■ THE TASK: Could you output, word for word, the stretch of rows below that opens with the line containing "Exercise. Pick out the printed" and closes with the line containing "<point>195,581</point>", including both of those lines and nothing else?

....

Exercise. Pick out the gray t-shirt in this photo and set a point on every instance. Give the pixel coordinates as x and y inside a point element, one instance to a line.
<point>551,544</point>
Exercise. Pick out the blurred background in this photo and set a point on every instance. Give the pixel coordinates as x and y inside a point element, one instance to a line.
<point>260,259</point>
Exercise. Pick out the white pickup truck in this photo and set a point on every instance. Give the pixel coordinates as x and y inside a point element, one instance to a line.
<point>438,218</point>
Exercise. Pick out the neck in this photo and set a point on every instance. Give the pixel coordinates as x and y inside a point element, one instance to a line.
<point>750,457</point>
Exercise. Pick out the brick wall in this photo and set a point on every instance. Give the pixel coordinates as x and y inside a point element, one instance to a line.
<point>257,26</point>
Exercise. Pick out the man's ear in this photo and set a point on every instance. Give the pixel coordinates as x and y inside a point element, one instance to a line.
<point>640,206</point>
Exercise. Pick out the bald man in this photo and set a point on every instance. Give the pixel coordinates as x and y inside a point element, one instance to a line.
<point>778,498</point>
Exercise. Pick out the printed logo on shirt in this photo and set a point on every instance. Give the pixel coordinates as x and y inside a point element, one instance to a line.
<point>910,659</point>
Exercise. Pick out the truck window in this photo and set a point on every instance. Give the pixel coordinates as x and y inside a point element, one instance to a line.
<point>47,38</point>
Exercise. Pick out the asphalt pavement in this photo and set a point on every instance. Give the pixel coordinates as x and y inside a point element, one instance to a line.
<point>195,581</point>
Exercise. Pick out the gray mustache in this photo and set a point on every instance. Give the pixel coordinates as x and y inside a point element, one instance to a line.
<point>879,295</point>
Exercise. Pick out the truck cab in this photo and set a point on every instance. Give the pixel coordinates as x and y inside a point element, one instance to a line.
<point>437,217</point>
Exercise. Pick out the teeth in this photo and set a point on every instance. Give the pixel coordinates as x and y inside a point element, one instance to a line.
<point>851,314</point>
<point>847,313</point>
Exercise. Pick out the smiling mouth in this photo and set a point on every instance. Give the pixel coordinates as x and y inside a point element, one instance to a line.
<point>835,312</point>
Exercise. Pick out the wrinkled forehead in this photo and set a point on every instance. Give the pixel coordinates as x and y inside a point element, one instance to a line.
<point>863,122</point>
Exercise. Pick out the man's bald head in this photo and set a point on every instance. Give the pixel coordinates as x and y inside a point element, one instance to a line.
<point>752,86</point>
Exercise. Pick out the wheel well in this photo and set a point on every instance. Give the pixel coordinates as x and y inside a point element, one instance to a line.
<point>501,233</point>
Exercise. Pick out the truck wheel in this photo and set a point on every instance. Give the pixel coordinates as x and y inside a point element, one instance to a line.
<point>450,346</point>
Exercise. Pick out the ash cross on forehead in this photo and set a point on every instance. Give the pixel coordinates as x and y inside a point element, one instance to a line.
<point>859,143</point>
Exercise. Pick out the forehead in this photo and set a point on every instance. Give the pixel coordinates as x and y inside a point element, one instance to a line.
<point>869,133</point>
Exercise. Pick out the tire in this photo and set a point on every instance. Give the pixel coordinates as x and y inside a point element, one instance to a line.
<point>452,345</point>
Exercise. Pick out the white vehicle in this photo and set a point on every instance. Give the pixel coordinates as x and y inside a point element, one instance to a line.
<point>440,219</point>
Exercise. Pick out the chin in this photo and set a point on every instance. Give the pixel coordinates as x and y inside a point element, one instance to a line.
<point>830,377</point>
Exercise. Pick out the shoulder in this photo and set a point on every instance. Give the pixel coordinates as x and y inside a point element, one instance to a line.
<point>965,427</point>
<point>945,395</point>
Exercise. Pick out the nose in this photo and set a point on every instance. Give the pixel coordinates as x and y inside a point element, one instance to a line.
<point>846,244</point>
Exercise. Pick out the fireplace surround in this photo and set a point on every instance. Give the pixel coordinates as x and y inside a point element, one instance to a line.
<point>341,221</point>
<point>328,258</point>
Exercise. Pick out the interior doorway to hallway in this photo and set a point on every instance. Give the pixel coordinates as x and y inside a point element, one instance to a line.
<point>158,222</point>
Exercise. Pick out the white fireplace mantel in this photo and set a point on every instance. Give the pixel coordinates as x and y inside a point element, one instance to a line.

....

■ FINISHED TASK:
Exercise. Pick out the printed logo on shirt in this photo and set a point on every instance. Give the pixel coordinates as x and y inside a point element, one instance to a line.
<point>910,659</point>
Exercise. Pick out the truck window in this photo and set a point on every instance. Give the pixel coordinates as x and y inside a point element, one instance to a line.
<point>47,38</point>
Exercise. Pick out the asphalt pavement in this photo and set a point on every instance. Give the pixel coordinates as x and y inside a point element, one instance to a line.
<point>195,581</point>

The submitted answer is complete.